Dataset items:
=-=-=
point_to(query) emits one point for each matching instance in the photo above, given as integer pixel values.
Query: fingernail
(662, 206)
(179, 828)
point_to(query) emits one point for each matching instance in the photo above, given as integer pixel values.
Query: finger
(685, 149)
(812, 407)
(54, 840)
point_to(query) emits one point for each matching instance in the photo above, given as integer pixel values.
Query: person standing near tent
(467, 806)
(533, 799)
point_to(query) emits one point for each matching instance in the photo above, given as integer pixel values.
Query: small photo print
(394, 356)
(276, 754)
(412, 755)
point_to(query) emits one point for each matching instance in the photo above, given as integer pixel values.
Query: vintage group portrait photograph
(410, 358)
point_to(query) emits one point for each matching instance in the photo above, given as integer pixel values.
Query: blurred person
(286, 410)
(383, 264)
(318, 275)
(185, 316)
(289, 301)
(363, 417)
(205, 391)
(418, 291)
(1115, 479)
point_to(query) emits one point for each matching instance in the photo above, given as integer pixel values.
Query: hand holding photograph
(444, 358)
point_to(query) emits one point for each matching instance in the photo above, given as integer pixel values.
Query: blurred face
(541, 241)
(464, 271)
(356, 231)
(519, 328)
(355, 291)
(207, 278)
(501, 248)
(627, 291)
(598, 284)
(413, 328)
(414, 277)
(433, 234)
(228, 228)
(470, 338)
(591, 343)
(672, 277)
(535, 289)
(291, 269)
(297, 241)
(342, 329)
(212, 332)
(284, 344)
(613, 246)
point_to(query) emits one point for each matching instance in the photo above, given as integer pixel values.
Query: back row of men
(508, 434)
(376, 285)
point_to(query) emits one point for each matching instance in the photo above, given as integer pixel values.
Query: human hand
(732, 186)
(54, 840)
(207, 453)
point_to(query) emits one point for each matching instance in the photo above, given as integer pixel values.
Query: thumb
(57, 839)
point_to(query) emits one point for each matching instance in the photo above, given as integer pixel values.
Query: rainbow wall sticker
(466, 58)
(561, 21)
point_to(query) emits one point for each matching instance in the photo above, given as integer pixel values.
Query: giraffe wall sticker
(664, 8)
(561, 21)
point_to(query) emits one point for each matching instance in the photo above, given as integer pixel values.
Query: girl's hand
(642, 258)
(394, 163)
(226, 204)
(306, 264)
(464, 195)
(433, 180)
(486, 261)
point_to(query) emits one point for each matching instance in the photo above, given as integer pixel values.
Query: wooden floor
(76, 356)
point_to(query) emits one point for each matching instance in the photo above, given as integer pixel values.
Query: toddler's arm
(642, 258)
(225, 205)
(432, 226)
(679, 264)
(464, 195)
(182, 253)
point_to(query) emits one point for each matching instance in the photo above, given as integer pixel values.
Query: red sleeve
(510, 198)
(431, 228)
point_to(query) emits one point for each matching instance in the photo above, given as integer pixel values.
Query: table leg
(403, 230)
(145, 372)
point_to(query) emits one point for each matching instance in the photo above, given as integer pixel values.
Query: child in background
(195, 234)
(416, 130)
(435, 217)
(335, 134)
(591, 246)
=-=-=
* Stated exercise *
Nothing should be changed: write out all of the data as is.

* Full response *
point_to(query) emits one point for each matching instance in the photo above, given as integer pixel values.
Query: fingernail
(662, 206)
(179, 828)
point_to(query) emits one point for each matching instance in the photo above, given as integer pixel values.
Query: finger
(685, 149)
(812, 407)
(54, 840)
point_to(query) emits one point for each matching instance in the photo above, given as integer pixel values.
Query: person standing near tent
(467, 806)
(533, 799)
point_to(query) emits one point for each matching instance in the photo above, given as integer pixel values.
Query: small photo print
(394, 356)
(276, 754)
(412, 755)
point_to(query) emits one point for each matching instance in the photo above, given as integer pixel values.
Query: vintage group portrait photograph
(410, 358)
point_to(query) emits one point for each matching instance in the photo above, given as integer pixel values.
Query: blurred person
(286, 410)
(383, 264)
(318, 275)
(185, 316)
(289, 301)
(363, 417)
(205, 391)
(418, 291)
(1115, 479)
point_to(query) emits one point for each matching instance in the photo above, given as integer pixel values.
Query: hand holding photograph
(444, 358)
point_to(query) emits one point for each matching instance in the photo above, given as integer pixel values.
Query: blurred face
(541, 241)
(464, 271)
(356, 231)
(519, 328)
(355, 291)
(207, 278)
(501, 248)
(627, 291)
(598, 284)
(413, 328)
(414, 277)
(433, 234)
(228, 228)
(470, 338)
(591, 343)
(672, 277)
(535, 289)
(291, 269)
(297, 241)
(342, 329)
(212, 332)
(284, 344)
(613, 246)
point_to(query) emits one point for each matching instance in the photo above, given as integer pixel values.
Query: back row of men
(508, 434)
(376, 285)
point_to(query) emits one point for each matching instance in the photo above, given as integer pixel values.
Query: human hand
(732, 186)
(54, 840)
(207, 453)
point_to(query) emits one point for each matching instance in the photo above, given as integer pixel values.
Query: thumb
(57, 839)
point_to(query) emits one point for each matching instance in the photo above, given as integer pixel values.
Query: rainbow wall sticker
(466, 58)
(561, 21)
point_to(query) emits one point for each matching instance in the photo above, given as integer pixel values.
Query: giraffe wall sticker
(664, 8)
(561, 21)
point_to(query) emits one point for each matching instance in the photo above, given as integer pixel values.
Query: girl's hand
(642, 258)
(394, 163)
(226, 204)
(306, 264)
(464, 195)
(433, 180)
(486, 261)
point_to(query) emits one point for each matching instance in the photo above, given as integer pixel values.
Query: wooden floor
(76, 356)
point_to(query) emits one point for each matching instance in the photo above, given as integer pixel values.
Query: toddler's arm
(642, 258)
(225, 205)
(432, 226)
(679, 264)
(464, 195)
(182, 253)
point_to(query) emits one point for each matching instance in the photo above, given as integer pixel values.
Query: red sleeve
(510, 198)
(431, 228)
point_to(query) emits one point for each matching instance in the photo above, given as integer pixel values.
Query: table leg
(403, 230)
(145, 372)
point_to(query) emits one point for each matching instance in the photo above, given as integer pixel values.
Query: child in background
(195, 234)
(416, 130)
(435, 217)
(335, 134)
(591, 246)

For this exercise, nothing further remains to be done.